THE REQUEST – Starting from the top of the records and ending after the line with "top-left (0, 371), bottom-right (199, 600)", write those lines out again, putting "dune grass" in place of "marram grass" and leaving everything else unchanged. Leave the pictures out of your answer.

-- start of RECORDED INFORMATION --

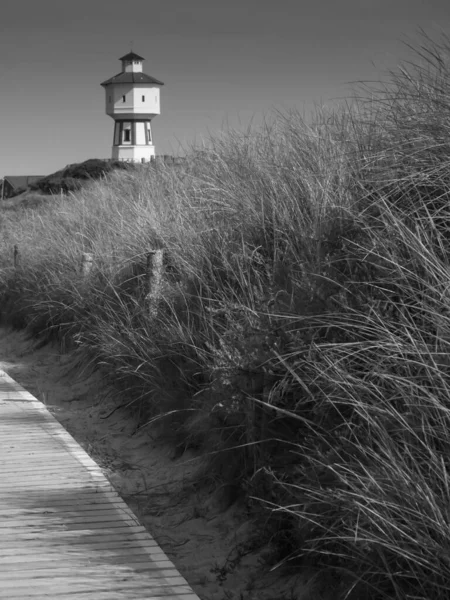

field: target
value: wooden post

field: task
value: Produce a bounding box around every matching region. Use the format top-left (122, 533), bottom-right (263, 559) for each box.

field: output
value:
top-left (14, 244), bottom-right (20, 269)
top-left (80, 252), bottom-right (94, 279)
top-left (145, 250), bottom-right (163, 317)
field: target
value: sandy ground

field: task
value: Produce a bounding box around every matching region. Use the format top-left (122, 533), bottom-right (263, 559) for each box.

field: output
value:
top-left (0, 329), bottom-right (312, 600)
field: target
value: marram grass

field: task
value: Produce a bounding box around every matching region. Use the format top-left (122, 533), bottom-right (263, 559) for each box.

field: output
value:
top-left (4, 29), bottom-right (450, 600)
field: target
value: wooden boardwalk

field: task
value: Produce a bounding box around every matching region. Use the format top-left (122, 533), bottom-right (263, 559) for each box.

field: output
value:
top-left (0, 371), bottom-right (199, 600)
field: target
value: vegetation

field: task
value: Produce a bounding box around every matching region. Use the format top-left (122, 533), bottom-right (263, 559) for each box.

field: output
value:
top-left (0, 30), bottom-right (450, 600)
top-left (27, 158), bottom-right (133, 194)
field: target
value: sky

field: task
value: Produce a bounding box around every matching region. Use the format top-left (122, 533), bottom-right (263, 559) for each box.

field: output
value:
top-left (0, 0), bottom-right (450, 177)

-- end of RECORDED INFORMATION --

ANSWER TO THIS EXERCISE –
field: target
value: wooden post

field: task
value: Produce a bounding box around every matching region. Use the format top-left (122, 533), bottom-right (263, 559) for each box.

field: output
value:
top-left (14, 244), bottom-right (20, 269)
top-left (80, 252), bottom-right (94, 279)
top-left (145, 250), bottom-right (163, 317)
field: target
value: sandy ground

field: task
value: Produce a bounding box around every matching region. Use the format top-left (122, 533), bottom-right (263, 559) for each box.

field: output
value:
top-left (0, 329), bottom-right (312, 600)
field: target
value: dune grass

field: task
value: Produce a bounding box around every matching region. Use the format top-left (122, 533), bottom-right (263, 559) for each box.

field: output
value:
top-left (4, 29), bottom-right (450, 600)
field: target
value: wooden boardwalk

field: task
value: Produce a bounding box around every matching region. Use the format top-left (122, 533), bottom-right (263, 559) for each box.

field: output
value:
top-left (0, 371), bottom-right (199, 600)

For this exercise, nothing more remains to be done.